■ ASSIGNED TASK 1: Could you retype the Perl deobfuscation thread, beginning at the words "Caution: don't blindly" and stopping after "be considered too."?
■ ASSIGNED TASK 2: In the Perl deobfuscation thread, what ways of running obfuscated code does the caution say should be considered?

■ PAGE EXCERPT:
########

How to properly deobfusacte a Perl script?

Caution: don't blindly run obfuscated perl, especially if there's an eval, backticks, system, open, etc. call somewhere in it and that might not be all too obvious*. De-obfuscating it with Deparse and carefully replacing the evals with print statements is a must until you understand what's going on. Running in a sandbox/with an unprivileged user/in a VM should be considered too.

*s&&$_ⅇ evaluates $_ for intance.


First observation: 034 is octal. It's equal to 28 (dec) or 0x1c (hex), so nothing fishy there.

The $; thing is purely obfuscation, can't find a reason to use that in particular. $p will just be a string A.T.C.G (with . replaced by $;, whatever it is).

########

■ Referring expression data:

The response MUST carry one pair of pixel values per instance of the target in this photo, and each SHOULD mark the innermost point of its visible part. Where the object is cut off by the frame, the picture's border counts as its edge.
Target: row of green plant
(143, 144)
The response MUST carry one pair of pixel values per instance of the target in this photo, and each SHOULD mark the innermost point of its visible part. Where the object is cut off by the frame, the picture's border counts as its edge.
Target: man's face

########

■ YOUR SOLUTION 1:
Caution: don't blindly run obfuscated perl, especially if there's an eval, backticks, system, open, etc. call somewhere in it and that might not be all too obvious*. De-obfuscating it with Deparse and carefully replacing the evals with print statements is a must until you understand what's going on. Running in a sandbox/with an unprivileged user/in a VM should be considered too.

■ YOUR SOLUTION 2:
- In a sandbox
- With an unprivileged user
- In a VM